--- begin ---
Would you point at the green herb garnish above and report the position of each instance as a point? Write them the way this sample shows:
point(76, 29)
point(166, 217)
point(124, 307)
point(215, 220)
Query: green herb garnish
--- end ---
Could you gather every line of the listing above that contains the string "point", treating uppercase and lowercase as different?

→ Result of the exercise
Would you point at the green herb garnish above and report the position of each instance as a point? Write them the way this sample shows:
point(76, 29)
point(166, 217)
point(124, 307)
point(215, 220)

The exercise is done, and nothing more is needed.